> [What needs to be done]: Could you write out again the records from the line with "Every instance of the fret earns" through the end of the records, requests included, shifting every coordinate in the answers up by 101? Leave the pictures out.

** BEGIN Data shown **

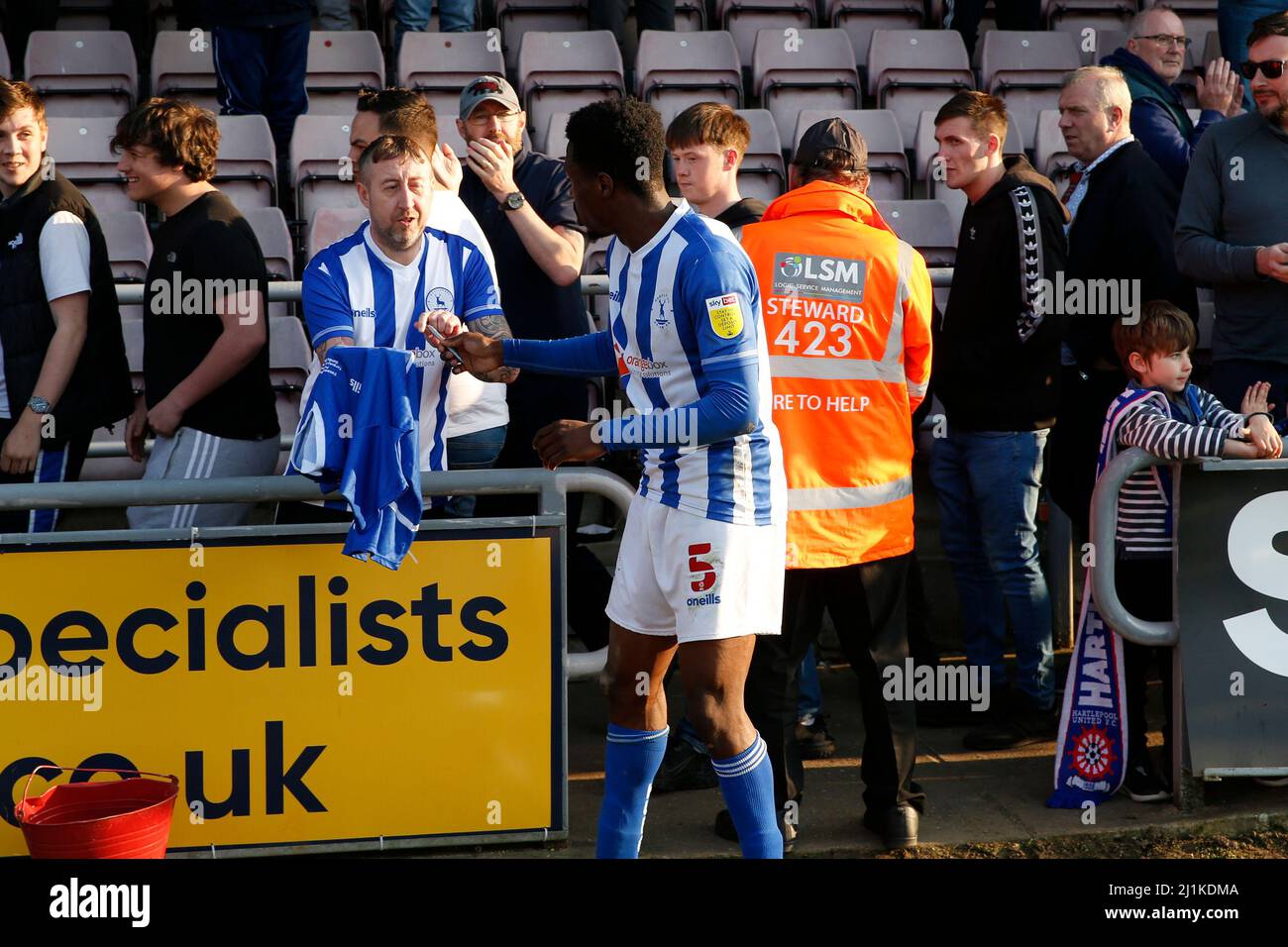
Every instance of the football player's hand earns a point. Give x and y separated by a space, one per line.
165 418
480 354
137 431
445 321
20 450
566 441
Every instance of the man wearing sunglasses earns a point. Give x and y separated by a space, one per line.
1151 62
1232 232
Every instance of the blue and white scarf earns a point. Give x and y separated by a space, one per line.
1091 750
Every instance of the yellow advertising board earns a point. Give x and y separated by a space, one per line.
300 696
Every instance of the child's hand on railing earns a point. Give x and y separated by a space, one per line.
1254 398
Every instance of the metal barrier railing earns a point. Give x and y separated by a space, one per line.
550 487
1104 528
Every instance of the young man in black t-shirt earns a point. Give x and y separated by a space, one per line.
62 360
205 333
707 142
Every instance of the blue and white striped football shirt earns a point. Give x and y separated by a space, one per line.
686 302
352 289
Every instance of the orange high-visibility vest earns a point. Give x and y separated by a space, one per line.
846 311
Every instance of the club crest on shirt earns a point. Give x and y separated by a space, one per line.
438 298
662 313
725 315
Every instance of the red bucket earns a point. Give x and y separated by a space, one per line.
123 818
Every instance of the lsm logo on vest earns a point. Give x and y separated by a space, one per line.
1262 569
819 277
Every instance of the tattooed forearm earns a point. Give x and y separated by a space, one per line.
493 325
497 328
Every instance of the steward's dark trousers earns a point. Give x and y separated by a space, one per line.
868 605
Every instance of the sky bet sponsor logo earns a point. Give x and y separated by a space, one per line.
819 277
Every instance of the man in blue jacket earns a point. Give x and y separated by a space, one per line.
1150 63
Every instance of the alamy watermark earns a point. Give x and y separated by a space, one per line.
951 684
192 296
631 428
68 684
1060 296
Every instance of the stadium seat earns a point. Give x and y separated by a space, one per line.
812 69
342 63
953 200
926 224
439 64
861 18
111 468
593 261
678 69
288 355
330 224
691 16
1211 50
274 243
761 174
1050 157
1207 316
555 144
77 73
1198 16
1076 16
562 72
129 249
180 71
746 18
133 334
518 18
1025 69
248 161
81 151
888 165
1107 42
926 147
914 69
321 171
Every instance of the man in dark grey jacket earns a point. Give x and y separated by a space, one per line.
1232 232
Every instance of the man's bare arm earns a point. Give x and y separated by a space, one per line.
494 326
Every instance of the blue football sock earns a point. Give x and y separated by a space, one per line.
747 784
630 764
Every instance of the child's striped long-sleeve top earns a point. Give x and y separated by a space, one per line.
1196 427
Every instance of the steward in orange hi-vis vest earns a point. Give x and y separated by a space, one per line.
846 307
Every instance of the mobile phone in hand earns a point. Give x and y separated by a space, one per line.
451 354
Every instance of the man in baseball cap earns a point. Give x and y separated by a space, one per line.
831 145
846 308
523 202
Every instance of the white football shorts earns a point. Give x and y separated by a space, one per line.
697 579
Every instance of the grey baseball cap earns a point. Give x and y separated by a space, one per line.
484 89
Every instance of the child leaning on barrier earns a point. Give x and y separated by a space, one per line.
1166 415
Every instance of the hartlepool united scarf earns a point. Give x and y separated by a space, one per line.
1091 749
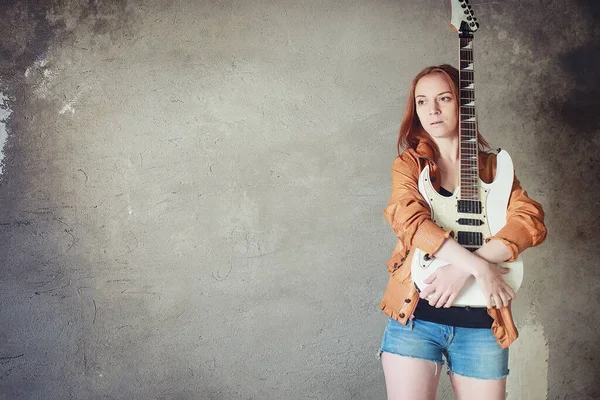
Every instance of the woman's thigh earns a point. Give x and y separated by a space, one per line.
478 365
409 378
412 360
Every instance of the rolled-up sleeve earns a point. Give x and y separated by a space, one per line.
408 213
524 222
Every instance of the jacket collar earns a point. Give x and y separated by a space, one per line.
424 150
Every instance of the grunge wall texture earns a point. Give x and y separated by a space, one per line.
191 200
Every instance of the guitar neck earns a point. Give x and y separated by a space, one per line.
469 165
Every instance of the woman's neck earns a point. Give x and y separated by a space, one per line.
448 148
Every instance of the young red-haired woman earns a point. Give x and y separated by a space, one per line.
422 333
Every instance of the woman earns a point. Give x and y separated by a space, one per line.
421 333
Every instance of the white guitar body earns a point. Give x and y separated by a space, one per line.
444 212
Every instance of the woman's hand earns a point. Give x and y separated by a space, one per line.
444 285
497 292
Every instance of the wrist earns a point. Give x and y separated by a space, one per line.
479 267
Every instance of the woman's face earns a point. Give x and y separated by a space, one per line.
436 106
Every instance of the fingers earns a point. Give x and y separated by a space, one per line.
505 299
442 300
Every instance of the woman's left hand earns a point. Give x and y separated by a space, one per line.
444 285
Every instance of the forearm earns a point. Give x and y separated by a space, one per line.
453 253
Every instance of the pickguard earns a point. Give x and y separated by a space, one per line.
472 227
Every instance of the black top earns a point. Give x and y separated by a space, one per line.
465 317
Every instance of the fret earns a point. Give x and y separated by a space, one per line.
469 147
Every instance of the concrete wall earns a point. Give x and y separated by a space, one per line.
192 191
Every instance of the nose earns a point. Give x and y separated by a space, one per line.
433 108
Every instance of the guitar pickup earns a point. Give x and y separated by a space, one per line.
470 222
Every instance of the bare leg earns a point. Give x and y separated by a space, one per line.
478 389
409 378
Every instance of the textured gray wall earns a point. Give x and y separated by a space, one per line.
192 192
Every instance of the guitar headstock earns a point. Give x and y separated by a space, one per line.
463 19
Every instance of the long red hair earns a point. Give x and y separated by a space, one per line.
411 130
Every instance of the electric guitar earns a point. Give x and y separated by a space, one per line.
476 210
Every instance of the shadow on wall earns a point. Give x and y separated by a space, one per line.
570 148
581 106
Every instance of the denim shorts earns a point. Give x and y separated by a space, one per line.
470 352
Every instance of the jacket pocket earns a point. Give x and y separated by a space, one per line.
399 267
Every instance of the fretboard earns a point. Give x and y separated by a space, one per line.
469 166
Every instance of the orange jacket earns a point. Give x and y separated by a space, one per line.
410 217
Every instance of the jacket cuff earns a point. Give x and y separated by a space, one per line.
429 237
515 236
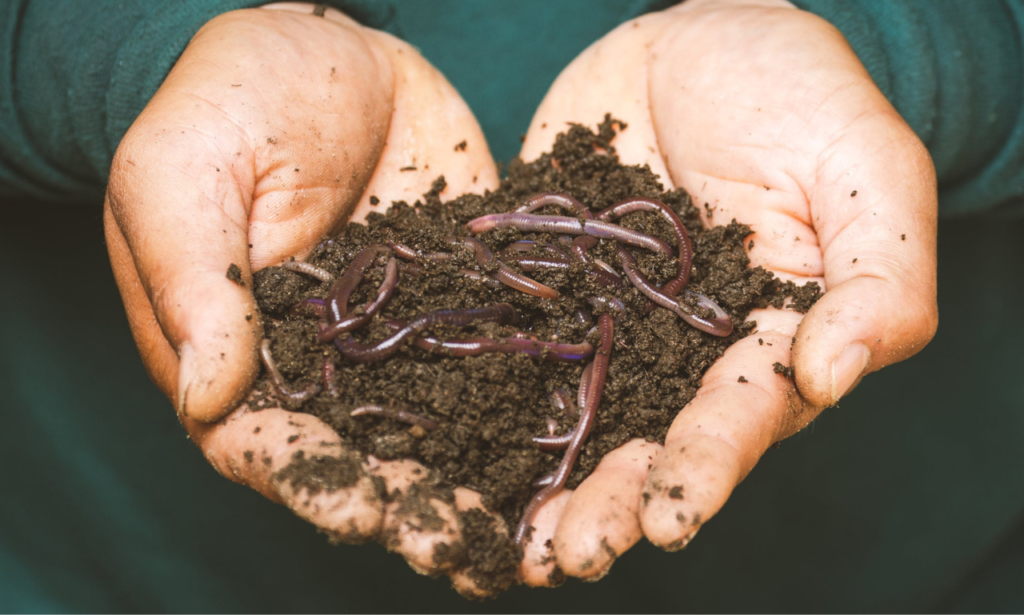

** END Data shown **

> [Solution for this problem]:
Every instance of the fret earns a point. Give x and y separated by a space, one per line.
570 248
Every instance of the concrete wall earns a point. Give x and y separated by a space, one per line.
293 292
Every instance of the nose earns a point. Give x and y separated by a space, one per line.
534 209
Every instance of the guitar pickup earns a point. Give x and y separated by a space, one per line.
571 323
Every instance of the bare leg earns a point. Give x and y separated by a space, one per line.
579 490
510 479
Every instance of the textured gray wall earns a point. Give x and y separated by a space, one per line.
293 293
Every instance of the guitar headstock earns a point. Give x and y separated by a space, one per line.
564 120
Every instance of the long red hair earns a point. Give x and y separated by a space, one per line.
512 231
Every instance of the electric guitar earns a point. Give x and y separated by a space, one per line.
577 311
Every instance of the shadow on wall earns a point. Give x and y separated by a space, one per line.
671 249
682 207
Every instance of the denim shorts earns a point. Give x and y separated by a space, one per line.
571 453
Every instance of the jacket pocket earns a point. Give x and y separated by a space, one per line.
500 368
Every instance of the fretboard earns a point. Give x and y separated by a space, one per line.
570 267
Every instance of the orange jacket earns a point. Give x and y separated by a space, one per line.
511 318
Every instance of the jacket cuff earns a point. Give x and y separated by a space, one per line.
530 338
616 337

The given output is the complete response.